WHAT IS NEEDED => Nothing outside the range is wanted. Repeat exactly the lines below from the one with "Target: firework display" through the one with "Target: firework spark trail".

EXTRACTED INFORMATION =>
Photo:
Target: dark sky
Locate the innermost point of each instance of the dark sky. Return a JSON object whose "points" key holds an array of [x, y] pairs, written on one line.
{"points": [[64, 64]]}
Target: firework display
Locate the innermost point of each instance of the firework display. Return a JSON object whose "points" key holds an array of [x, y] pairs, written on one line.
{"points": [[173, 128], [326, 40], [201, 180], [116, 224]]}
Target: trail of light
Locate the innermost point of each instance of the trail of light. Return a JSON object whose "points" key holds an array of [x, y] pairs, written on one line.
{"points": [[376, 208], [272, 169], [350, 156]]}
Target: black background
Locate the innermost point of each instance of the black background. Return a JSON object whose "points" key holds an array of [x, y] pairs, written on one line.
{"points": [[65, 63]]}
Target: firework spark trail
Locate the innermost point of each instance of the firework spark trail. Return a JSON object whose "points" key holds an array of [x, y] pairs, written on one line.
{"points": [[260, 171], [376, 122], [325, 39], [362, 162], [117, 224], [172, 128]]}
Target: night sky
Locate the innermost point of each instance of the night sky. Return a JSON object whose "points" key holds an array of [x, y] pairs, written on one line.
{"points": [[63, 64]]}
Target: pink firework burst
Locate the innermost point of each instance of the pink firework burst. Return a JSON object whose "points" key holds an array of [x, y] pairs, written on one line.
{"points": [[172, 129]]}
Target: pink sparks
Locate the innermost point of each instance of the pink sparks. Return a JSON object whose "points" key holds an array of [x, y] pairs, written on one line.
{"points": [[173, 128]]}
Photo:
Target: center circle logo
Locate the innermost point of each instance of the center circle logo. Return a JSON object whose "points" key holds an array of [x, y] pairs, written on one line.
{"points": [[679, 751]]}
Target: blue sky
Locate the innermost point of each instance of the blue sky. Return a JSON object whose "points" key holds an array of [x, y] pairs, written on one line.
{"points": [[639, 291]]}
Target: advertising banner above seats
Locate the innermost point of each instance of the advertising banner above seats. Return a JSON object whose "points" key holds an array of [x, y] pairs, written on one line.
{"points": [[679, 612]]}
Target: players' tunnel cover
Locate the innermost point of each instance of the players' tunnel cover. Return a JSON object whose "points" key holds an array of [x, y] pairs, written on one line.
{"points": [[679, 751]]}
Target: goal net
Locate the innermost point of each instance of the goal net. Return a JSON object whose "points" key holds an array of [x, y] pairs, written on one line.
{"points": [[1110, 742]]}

TASK RESULT =>
Target: firework display
Locate the innermost point of each instance of the firework display. Return a JSON object whose "points" key holds an array of [x, y] pairs, written on one line.
{"points": [[173, 128], [326, 40], [201, 180], [116, 224]]}
Target: trail of light
Locate the innermost point of each instance of the trail of light. Return a JSON object whose "points" key holds an array of [x, y] pairs, written on one line.
{"points": [[376, 208], [272, 169], [350, 156]]}
Target: black background
Locate the innermost point of each instance of the black background. Return a JSON object whose "points" key holds an array of [x, y] pairs, written on one line.
{"points": [[65, 63]]}
Target: firework spark trail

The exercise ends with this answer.